*Requirement:*
Starting with the row that contains "the wooden tabletop" and going on through the row that contains "[61,77,308,278]", copy those rows again in full with their text, raising every bounding box coordinate by 57 and leaving out the pictures.

*Listed records:*
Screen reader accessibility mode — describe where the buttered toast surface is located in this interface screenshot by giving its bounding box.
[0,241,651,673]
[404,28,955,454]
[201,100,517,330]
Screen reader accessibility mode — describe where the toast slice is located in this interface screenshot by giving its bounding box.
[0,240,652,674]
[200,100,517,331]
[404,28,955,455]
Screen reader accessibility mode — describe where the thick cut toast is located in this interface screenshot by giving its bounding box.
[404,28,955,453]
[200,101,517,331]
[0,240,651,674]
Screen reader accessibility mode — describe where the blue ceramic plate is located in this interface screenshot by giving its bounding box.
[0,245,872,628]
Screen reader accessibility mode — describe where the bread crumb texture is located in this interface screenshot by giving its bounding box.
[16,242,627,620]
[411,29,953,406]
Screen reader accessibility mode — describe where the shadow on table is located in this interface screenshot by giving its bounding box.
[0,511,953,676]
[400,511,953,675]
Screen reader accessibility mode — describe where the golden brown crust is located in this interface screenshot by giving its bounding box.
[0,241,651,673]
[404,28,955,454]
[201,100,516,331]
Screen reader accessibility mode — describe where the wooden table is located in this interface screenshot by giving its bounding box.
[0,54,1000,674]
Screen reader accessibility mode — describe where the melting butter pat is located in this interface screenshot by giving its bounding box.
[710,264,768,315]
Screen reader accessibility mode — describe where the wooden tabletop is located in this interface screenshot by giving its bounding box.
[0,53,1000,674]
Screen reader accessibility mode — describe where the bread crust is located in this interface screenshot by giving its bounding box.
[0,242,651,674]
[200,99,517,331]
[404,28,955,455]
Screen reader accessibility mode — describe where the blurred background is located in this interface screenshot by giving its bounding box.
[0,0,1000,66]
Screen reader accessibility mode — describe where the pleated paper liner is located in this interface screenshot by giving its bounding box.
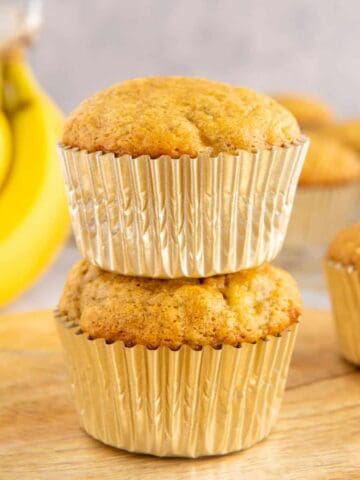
[284,182,360,249]
[325,260,360,365]
[59,138,309,278]
[57,316,297,457]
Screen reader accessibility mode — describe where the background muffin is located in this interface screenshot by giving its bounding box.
[58,261,301,457]
[285,130,360,249]
[324,119,360,153]
[274,93,335,128]
[325,224,360,365]
[61,77,308,278]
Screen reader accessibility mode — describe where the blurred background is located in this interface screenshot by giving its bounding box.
[2,0,360,311]
[31,0,360,115]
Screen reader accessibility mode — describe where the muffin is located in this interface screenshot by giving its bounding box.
[325,224,360,365]
[324,118,360,153]
[57,260,301,457]
[274,93,334,128]
[60,77,308,278]
[285,131,360,248]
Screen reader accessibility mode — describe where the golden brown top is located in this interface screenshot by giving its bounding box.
[328,223,360,271]
[59,260,301,349]
[324,119,360,153]
[299,131,360,186]
[274,93,334,128]
[63,77,301,158]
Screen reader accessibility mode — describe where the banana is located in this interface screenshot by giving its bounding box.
[0,111,11,191]
[0,55,70,306]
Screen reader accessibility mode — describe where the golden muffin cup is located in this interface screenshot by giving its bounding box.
[60,77,308,278]
[56,263,300,458]
[325,224,360,365]
[285,131,360,253]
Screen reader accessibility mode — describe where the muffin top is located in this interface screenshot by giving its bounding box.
[324,119,360,153]
[274,94,334,128]
[328,223,360,270]
[299,131,360,186]
[59,260,301,349]
[63,77,301,158]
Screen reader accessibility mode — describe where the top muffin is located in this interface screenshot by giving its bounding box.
[63,77,301,158]
[274,94,334,128]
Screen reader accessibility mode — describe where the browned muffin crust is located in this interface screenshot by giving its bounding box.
[274,93,335,128]
[63,77,301,158]
[327,223,360,271]
[299,130,360,186]
[59,260,301,349]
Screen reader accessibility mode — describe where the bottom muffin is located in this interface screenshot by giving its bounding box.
[325,224,360,365]
[56,261,301,457]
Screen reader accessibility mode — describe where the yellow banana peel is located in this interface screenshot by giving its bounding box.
[0,55,70,306]
[0,111,11,192]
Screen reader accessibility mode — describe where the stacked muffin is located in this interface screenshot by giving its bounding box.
[57,77,308,457]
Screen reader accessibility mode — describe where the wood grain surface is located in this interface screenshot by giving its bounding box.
[0,311,360,480]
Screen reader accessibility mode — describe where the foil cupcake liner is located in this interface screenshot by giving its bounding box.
[325,260,360,365]
[59,139,309,278]
[284,182,360,249]
[57,316,297,457]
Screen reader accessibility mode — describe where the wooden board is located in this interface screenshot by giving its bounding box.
[0,311,360,480]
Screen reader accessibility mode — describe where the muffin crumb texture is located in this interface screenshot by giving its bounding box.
[63,77,301,158]
[59,260,301,349]
[328,223,360,271]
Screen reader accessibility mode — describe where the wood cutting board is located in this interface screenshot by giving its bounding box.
[0,310,360,480]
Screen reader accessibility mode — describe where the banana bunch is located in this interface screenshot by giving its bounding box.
[0,56,69,306]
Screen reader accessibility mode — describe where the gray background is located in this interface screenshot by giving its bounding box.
[8,0,360,311]
[31,0,360,115]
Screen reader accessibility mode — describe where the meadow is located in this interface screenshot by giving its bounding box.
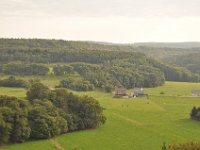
[0,79,200,150]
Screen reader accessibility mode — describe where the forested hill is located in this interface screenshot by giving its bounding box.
[164,53,200,74]
[0,39,200,58]
[0,39,199,85]
[134,42,200,48]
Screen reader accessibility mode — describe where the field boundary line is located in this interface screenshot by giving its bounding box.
[112,112,143,126]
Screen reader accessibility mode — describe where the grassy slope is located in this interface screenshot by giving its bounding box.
[0,82,200,150]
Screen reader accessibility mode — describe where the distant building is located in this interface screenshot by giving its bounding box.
[113,88,127,97]
[133,88,145,97]
[192,90,200,97]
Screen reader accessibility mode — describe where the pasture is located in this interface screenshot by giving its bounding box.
[0,79,200,150]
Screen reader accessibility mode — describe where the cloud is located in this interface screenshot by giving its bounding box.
[0,0,200,18]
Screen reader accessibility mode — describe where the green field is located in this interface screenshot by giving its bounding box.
[0,79,200,150]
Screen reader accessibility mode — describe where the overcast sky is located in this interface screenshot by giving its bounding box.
[0,0,200,43]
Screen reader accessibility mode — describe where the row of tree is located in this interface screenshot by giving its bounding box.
[0,82,106,143]
[58,77,94,91]
[0,40,200,83]
[0,62,49,76]
[0,76,28,88]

*The result:*
Screen reader accessibility mode — describe where the wooden tabletop is located in this interface screenshot by giving its bounding box.
[57,110,1057,731]
Screen reader accessibility mode — describe where the bread crust is located in this interface screenshot by giving its bounding box.
[57,299,708,731]
[257,156,574,388]
[461,85,1012,512]
Screen reader accessibility mode — describe where the blurred background is located in this interface screenshot by giving its bounding box.
[57,57,1057,123]
Screen reader accessibility mode — describe where the pleated paper liner is located in this interface screenshot by giving its bounding box.
[341,239,417,306]
[382,317,417,422]
[116,195,366,335]
[114,373,354,514]
Screen reader accessibility mode — describe where the background muffin is located in this interface screenshot by giving its bounding box.
[115,318,358,514]
[342,187,417,306]
[381,176,417,210]
[331,150,392,185]
[382,281,417,422]
[118,134,365,335]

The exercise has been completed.